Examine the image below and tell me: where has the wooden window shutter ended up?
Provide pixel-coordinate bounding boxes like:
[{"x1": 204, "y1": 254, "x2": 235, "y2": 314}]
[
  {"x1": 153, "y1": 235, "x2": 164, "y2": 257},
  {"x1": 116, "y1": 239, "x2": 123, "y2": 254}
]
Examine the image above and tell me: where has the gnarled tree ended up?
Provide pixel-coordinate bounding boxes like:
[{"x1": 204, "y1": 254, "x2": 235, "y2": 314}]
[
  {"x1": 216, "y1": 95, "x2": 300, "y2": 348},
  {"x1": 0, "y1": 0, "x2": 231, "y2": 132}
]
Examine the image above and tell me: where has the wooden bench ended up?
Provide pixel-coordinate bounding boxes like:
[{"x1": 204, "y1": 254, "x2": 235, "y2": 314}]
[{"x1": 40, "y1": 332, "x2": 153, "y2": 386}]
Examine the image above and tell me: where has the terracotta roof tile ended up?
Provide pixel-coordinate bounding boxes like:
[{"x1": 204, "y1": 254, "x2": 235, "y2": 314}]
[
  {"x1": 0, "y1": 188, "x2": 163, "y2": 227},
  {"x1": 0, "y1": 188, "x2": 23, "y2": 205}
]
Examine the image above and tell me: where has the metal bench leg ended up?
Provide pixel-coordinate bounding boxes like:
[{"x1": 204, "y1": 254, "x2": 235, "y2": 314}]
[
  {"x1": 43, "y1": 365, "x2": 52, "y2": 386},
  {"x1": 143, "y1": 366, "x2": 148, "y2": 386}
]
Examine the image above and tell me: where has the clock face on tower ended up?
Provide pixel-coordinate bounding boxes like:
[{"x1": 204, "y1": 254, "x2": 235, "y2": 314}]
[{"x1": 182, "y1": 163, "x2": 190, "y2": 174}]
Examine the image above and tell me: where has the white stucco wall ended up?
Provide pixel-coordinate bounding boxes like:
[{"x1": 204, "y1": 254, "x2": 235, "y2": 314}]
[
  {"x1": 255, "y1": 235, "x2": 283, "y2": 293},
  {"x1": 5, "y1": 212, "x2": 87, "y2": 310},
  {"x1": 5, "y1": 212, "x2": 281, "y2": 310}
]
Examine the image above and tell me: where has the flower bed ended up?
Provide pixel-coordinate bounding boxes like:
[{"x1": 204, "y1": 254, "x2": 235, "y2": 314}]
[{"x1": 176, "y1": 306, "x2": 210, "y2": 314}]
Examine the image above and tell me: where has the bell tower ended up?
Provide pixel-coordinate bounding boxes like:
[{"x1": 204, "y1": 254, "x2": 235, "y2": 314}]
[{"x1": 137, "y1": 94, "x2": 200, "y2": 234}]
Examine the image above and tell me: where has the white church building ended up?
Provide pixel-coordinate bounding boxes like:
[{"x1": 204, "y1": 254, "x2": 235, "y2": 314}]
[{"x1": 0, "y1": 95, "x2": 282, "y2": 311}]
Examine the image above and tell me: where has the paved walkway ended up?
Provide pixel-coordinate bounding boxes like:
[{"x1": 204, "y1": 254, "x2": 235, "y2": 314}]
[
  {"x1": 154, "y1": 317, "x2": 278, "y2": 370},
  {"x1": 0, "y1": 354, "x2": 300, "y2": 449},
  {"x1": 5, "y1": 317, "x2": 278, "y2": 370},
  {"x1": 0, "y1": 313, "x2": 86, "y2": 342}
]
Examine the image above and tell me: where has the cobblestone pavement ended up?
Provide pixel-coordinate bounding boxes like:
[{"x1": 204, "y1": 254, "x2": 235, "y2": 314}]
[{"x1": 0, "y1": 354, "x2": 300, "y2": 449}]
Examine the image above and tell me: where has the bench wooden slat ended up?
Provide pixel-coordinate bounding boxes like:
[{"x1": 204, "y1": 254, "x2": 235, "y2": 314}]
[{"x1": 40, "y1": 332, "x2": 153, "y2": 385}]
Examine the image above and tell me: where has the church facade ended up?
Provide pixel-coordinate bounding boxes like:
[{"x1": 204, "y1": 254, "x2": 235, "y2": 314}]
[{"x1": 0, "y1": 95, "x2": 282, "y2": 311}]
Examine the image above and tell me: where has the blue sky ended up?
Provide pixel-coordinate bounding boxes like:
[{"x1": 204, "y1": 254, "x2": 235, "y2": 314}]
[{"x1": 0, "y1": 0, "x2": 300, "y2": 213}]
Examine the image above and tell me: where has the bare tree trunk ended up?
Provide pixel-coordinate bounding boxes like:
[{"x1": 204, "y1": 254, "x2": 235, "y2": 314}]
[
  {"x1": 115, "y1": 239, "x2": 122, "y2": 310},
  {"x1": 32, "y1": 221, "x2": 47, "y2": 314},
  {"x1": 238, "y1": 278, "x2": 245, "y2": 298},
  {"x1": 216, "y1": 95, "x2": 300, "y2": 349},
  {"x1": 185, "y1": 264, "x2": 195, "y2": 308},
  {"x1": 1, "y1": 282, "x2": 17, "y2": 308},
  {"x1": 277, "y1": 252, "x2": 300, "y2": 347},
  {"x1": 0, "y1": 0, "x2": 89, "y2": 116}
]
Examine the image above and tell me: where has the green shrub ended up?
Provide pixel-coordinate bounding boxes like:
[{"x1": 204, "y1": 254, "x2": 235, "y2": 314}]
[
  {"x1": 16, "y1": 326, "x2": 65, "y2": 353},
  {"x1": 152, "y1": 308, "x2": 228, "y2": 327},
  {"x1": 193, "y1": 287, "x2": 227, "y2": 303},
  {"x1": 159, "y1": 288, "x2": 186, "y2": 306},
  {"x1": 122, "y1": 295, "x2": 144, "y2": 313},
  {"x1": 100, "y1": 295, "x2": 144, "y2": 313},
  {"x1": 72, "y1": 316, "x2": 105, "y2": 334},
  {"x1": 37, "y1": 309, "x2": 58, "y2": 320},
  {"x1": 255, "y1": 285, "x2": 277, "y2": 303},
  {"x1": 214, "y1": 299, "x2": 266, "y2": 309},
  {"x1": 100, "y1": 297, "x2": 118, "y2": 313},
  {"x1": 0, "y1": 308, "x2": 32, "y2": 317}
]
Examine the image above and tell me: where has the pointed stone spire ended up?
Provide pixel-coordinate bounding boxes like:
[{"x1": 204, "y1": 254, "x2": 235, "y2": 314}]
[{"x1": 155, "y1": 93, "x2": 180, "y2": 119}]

**OBJECTIVE:** Gather each line in the listing above that contains the word "wooden".

**OUTPUT OF THE TASK:**
Examine the image below and tell me: where has the wooden window shutter ended up?
Examine the image above and tell me: where has the wooden bench ended up?
Examine the image above and tell me: where has the bench wooden slat ended up?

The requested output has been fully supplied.